Entries supplied
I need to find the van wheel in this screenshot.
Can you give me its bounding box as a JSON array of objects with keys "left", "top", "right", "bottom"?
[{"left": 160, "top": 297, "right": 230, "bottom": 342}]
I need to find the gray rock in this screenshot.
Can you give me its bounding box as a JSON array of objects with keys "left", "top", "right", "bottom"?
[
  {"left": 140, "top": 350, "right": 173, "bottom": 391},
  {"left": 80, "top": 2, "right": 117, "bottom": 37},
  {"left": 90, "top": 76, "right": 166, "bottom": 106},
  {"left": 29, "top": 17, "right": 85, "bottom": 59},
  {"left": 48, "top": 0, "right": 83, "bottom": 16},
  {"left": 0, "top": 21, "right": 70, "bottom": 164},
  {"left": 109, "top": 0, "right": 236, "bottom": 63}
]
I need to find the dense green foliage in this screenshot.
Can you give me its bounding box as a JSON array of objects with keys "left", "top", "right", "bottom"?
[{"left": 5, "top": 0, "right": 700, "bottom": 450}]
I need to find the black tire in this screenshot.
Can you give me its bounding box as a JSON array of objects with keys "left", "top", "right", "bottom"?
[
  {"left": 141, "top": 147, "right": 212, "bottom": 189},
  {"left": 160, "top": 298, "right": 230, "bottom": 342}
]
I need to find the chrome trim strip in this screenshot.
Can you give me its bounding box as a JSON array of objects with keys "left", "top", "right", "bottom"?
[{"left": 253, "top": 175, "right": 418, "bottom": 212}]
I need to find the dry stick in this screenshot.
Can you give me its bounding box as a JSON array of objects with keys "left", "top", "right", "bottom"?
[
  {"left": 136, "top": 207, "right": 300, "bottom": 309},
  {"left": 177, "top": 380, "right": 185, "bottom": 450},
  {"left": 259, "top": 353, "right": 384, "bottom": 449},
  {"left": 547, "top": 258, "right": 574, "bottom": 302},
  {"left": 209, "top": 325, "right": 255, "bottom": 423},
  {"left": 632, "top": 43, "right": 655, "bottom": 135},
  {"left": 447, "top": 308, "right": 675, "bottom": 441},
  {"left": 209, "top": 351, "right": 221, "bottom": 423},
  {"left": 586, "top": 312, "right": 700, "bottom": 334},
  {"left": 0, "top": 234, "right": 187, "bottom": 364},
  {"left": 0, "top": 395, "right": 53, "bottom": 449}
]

Aim
Pull out each line of the records above that contains the string "find", and treat uppercase and lowercase letters as different.

Final answer
I need to find the van wheel in this screenshot.
I need to find the gray rock in this screenshot.
I need to find the dense green foliage in this screenshot.
I need to find the black tire in this screenshot.
I need to find the chrome trim strip in this screenshot.
I need to find the dry stick in this screenshot.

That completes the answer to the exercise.